----- SUPPLIED RECORDS
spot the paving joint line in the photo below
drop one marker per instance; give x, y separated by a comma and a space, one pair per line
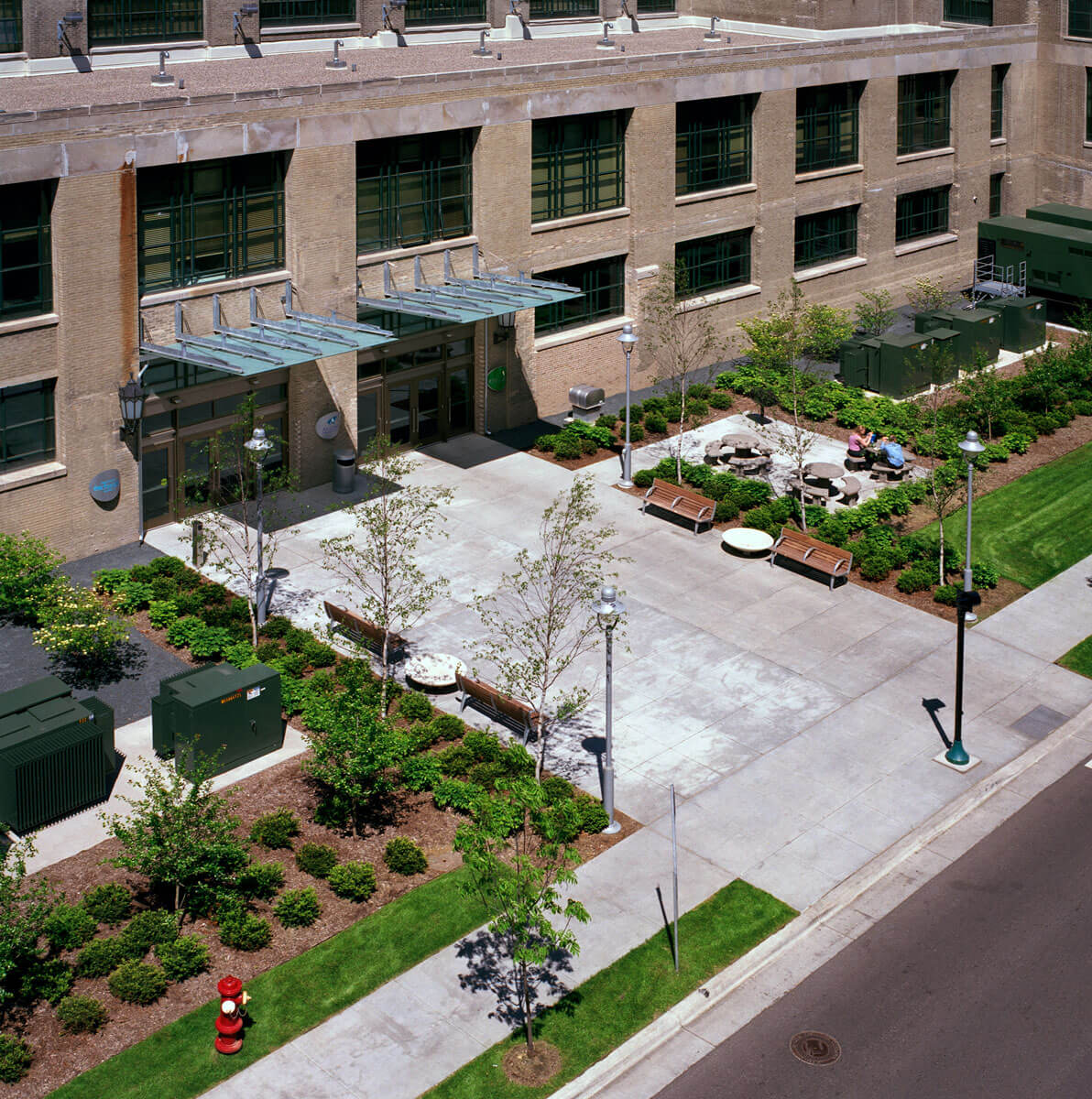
----------
----- SUPPLIED RECORDS
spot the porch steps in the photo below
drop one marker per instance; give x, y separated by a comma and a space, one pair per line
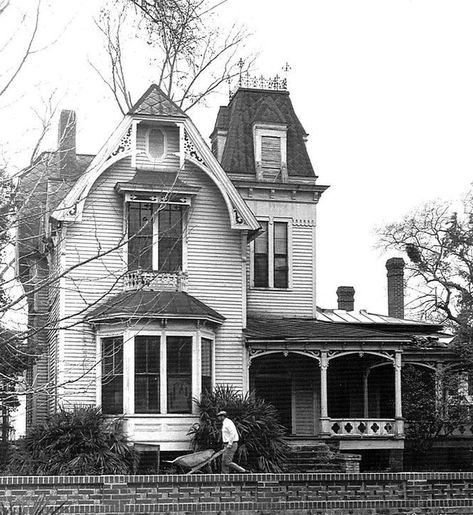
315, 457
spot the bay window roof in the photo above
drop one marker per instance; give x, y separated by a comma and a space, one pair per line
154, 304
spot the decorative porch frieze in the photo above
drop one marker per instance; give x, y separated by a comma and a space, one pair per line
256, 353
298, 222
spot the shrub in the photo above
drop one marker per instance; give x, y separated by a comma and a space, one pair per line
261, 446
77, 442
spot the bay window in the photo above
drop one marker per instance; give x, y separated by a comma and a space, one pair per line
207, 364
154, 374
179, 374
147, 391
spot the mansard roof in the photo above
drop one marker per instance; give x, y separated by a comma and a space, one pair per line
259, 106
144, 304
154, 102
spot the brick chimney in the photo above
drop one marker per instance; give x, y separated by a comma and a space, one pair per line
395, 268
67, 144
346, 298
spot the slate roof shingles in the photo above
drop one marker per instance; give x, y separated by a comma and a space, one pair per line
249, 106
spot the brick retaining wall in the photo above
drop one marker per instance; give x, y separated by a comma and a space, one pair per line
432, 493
----------
----- SUPPLIED RECORDS
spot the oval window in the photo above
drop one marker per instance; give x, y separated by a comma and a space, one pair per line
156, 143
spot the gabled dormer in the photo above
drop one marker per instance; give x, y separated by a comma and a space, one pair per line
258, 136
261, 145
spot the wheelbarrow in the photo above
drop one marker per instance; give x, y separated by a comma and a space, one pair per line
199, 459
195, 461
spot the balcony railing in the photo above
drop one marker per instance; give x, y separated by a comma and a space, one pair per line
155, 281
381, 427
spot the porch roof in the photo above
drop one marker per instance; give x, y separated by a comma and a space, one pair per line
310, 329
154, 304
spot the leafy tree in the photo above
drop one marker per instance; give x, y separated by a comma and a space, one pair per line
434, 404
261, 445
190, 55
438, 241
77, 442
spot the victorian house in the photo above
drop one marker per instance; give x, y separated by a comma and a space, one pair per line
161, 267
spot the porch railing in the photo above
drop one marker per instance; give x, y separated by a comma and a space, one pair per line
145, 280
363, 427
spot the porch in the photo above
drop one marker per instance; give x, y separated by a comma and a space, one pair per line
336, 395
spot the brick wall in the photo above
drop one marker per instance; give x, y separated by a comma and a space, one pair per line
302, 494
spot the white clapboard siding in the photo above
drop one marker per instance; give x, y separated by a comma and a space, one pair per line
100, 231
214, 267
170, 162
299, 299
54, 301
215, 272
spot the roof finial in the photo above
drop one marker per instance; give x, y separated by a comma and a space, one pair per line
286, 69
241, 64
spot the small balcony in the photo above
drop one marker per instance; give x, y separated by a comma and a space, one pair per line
----------
Pull out every line above that contains the word "balcony" and copy each one in full.

• RESPONSE:
spot the balcony railing in the photo above
spot the small balcony in the photo above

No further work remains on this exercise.